ASSIGNED TASK:
Count how many lines of the data include the string "chair", then say that number and stop.

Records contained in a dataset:
•••
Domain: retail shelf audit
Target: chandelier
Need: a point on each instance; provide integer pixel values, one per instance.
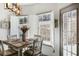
(14, 7)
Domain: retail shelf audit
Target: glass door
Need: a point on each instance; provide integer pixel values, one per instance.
(70, 33)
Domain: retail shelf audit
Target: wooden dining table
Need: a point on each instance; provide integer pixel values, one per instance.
(17, 45)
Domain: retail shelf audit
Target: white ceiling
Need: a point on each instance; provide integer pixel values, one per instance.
(26, 3)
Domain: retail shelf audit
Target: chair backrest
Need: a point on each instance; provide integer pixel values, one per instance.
(37, 45)
(13, 37)
(1, 47)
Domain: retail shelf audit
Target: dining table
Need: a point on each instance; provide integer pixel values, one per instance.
(17, 45)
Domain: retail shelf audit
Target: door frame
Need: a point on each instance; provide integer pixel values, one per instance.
(63, 10)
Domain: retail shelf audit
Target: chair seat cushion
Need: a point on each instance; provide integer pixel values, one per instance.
(30, 52)
(9, 52)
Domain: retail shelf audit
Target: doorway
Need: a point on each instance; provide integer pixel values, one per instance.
(69, 30)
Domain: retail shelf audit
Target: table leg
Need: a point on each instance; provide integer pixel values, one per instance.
(18, 52)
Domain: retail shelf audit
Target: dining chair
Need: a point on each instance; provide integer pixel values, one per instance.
(8, 52)
(34, 50)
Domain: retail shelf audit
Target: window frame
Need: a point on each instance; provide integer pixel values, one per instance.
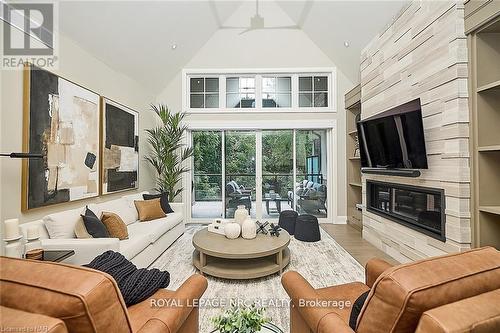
(204, 93)
(258, 74)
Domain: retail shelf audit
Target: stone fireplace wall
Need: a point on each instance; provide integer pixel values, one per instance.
(423, 54)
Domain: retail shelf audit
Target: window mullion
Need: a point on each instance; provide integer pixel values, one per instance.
•••
RESPONSE TO THE EXERCISE:
3